[start Provided data]

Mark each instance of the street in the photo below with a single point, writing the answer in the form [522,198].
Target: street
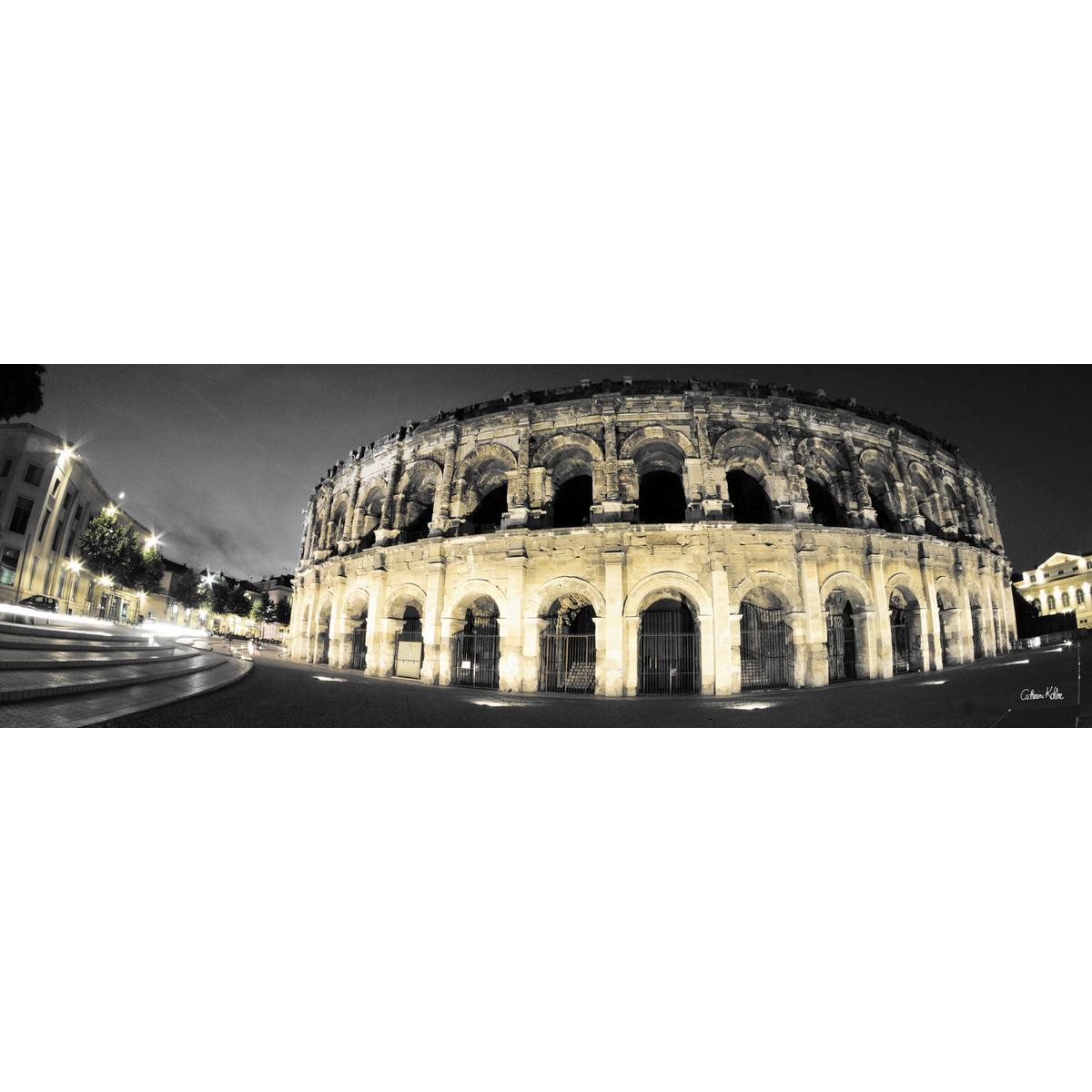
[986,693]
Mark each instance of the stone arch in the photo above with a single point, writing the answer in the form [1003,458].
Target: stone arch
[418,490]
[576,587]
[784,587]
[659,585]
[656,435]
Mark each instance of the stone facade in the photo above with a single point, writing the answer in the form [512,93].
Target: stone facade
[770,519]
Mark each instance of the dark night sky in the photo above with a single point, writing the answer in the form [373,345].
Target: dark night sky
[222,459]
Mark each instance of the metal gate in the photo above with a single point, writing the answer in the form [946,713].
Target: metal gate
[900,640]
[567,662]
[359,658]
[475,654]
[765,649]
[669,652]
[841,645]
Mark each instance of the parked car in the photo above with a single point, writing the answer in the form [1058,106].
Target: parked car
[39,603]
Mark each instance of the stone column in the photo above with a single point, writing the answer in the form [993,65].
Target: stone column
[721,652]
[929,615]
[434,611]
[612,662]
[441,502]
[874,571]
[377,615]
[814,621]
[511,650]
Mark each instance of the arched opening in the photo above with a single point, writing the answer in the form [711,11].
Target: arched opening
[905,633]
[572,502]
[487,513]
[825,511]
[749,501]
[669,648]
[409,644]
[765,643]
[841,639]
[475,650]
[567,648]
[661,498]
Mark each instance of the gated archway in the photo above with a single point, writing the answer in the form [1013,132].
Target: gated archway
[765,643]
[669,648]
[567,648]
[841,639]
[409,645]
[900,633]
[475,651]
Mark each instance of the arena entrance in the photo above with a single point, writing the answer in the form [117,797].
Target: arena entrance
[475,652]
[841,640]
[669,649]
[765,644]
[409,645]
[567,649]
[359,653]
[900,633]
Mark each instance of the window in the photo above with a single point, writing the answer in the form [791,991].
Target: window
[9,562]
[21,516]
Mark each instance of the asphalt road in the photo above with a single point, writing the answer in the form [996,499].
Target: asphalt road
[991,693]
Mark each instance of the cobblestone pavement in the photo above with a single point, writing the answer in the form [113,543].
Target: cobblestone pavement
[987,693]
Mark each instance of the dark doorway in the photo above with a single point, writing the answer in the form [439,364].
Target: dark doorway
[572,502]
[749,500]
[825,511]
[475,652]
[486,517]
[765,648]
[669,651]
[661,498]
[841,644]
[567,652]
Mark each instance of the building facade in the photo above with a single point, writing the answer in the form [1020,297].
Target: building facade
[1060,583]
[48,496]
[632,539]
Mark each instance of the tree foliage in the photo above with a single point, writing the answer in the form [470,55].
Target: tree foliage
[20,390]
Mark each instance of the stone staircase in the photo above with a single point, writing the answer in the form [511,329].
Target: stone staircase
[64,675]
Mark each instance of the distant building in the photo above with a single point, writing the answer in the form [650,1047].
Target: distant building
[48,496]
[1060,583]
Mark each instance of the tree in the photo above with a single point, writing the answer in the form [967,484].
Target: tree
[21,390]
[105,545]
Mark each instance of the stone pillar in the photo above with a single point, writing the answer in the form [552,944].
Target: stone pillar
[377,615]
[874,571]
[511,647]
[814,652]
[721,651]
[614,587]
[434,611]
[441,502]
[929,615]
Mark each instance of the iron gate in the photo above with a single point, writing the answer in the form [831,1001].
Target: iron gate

[end Provided data]
[start Provided data]

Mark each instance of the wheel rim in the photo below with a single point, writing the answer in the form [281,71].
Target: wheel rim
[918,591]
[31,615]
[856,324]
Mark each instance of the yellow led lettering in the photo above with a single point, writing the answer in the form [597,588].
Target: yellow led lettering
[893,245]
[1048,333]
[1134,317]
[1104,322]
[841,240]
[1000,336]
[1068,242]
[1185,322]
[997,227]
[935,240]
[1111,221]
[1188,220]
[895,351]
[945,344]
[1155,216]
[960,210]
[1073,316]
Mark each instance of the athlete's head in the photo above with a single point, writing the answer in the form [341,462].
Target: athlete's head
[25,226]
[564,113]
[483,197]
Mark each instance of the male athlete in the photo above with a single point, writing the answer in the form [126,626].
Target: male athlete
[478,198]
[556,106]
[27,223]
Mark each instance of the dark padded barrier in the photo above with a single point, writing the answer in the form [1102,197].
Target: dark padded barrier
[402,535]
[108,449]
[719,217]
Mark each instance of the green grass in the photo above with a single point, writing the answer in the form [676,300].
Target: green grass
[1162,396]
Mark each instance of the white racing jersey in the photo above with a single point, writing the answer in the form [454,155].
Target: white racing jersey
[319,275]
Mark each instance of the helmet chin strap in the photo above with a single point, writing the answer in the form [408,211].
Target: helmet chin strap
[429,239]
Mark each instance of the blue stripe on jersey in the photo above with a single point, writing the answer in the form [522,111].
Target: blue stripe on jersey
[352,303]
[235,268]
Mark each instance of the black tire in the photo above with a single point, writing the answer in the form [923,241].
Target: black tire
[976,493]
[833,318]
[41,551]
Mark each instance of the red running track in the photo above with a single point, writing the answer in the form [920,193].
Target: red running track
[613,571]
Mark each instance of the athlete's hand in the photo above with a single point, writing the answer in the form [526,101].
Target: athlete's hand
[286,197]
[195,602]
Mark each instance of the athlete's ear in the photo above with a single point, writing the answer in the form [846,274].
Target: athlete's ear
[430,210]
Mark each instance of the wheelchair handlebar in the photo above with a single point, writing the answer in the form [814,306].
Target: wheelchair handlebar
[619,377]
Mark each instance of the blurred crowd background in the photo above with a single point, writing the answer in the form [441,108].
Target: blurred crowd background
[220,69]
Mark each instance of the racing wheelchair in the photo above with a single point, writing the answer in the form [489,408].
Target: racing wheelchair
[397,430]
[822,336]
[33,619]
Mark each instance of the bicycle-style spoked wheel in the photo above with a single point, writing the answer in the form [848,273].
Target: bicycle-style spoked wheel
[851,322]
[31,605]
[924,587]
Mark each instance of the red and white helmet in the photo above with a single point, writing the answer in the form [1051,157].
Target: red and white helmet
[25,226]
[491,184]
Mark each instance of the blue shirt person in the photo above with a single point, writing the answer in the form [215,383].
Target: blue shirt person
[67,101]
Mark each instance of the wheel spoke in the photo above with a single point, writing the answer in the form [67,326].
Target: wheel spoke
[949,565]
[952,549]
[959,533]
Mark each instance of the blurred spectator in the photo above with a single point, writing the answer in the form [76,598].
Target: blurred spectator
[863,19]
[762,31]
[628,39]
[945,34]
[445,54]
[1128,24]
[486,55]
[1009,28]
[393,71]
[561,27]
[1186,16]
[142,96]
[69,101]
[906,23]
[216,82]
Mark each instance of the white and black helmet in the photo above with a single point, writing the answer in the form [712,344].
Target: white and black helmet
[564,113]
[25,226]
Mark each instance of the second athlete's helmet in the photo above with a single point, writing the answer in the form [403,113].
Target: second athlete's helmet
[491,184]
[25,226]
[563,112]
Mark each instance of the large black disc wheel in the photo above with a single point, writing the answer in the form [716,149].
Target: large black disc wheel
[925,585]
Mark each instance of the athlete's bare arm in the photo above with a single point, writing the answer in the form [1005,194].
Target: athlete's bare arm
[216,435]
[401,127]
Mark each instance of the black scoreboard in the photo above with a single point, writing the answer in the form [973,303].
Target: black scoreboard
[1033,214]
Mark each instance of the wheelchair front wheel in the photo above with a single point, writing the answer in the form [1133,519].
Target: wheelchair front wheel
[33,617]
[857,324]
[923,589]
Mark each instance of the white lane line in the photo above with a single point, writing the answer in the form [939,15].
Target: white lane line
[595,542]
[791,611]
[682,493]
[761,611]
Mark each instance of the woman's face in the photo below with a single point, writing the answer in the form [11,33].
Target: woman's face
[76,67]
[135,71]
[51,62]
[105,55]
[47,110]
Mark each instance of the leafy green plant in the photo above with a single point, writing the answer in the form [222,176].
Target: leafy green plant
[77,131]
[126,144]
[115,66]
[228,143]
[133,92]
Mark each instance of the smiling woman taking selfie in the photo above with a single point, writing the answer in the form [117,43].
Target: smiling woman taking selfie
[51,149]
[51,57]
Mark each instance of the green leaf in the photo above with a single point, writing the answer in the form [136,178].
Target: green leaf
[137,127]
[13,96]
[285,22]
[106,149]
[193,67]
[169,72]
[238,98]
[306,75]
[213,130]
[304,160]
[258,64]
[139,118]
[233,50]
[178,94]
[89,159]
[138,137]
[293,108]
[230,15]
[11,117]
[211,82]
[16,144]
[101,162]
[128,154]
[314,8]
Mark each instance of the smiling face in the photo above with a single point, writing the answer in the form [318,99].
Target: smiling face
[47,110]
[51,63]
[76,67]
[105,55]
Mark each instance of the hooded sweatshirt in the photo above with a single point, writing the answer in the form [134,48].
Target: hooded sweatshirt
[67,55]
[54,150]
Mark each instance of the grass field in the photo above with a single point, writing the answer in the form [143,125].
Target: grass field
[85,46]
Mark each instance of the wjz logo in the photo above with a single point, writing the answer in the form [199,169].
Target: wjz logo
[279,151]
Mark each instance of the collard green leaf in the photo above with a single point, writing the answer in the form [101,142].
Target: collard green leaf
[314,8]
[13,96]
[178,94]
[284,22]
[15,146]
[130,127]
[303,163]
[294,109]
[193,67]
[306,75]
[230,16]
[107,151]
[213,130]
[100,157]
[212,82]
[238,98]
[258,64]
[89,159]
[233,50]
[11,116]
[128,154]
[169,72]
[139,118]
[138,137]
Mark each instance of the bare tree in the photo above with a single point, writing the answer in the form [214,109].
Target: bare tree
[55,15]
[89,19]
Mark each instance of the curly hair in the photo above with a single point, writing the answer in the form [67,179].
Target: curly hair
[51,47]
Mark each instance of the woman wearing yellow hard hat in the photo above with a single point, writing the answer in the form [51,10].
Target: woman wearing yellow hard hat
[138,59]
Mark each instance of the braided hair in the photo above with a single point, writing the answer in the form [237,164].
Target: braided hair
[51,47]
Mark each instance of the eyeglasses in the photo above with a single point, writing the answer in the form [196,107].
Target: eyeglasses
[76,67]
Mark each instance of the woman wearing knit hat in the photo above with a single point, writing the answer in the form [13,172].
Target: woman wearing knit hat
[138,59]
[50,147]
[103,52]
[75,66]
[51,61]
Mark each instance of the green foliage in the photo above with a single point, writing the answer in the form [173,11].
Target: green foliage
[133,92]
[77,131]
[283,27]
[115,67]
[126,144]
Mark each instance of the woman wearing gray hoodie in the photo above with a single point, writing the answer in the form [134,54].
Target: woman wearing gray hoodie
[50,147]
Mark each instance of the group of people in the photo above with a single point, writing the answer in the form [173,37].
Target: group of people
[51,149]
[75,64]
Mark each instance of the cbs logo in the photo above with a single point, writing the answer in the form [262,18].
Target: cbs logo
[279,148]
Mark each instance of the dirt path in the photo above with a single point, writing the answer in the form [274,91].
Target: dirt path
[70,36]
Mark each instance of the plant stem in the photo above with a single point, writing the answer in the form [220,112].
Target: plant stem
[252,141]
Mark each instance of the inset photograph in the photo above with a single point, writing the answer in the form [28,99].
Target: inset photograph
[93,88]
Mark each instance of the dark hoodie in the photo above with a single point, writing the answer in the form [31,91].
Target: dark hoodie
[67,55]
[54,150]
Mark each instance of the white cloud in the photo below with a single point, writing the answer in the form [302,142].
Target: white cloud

[end Provided data]

__Directions for this task__.
Please reproduce the listing lines above, beginning at the line that contains "Mark each instance of the building" and stopping after the line that contains "Target: iron gate".

__Answer for this exercise__.
Mark each instance of the building facade in the photo above with a single point, writing the answer in the form [1020,297].
Target: building facade
[1060,583]
[48,496]
[632,539]
Mark each instance of the tree foliage in the photo above with a single point, writing the answer in the form [470,55].
Target: tree foliage
[20,390]
Mark each instance of the stone staircase in the photo above with a single point, writing the answer in the form [511,329].
Target: stone staircase
[64,675]
Mark each instance of the distant building in the photo above with a single point, writing the answer in the form [650,1047].
Target: distant building
[48,496]
[1060,583]
Mark each instance of the tree in the photo above with a single point, writing the answer in the form [967,484].
Target: tree
[21,390]
[105,545]
Mark each instance of the stone pillar in the photo above with a single point, writing the answer in the form [552,944].
Target: stone pillar
[377,615]
[874,571]
[511,647]
[814,652]
[721,651]
[614,587]
[434,611]
[441,502]
[929,615]
Mark each instance of the iron gate in the photo above with a single point, writing the answer in the form [831,1001].
Target: iron gate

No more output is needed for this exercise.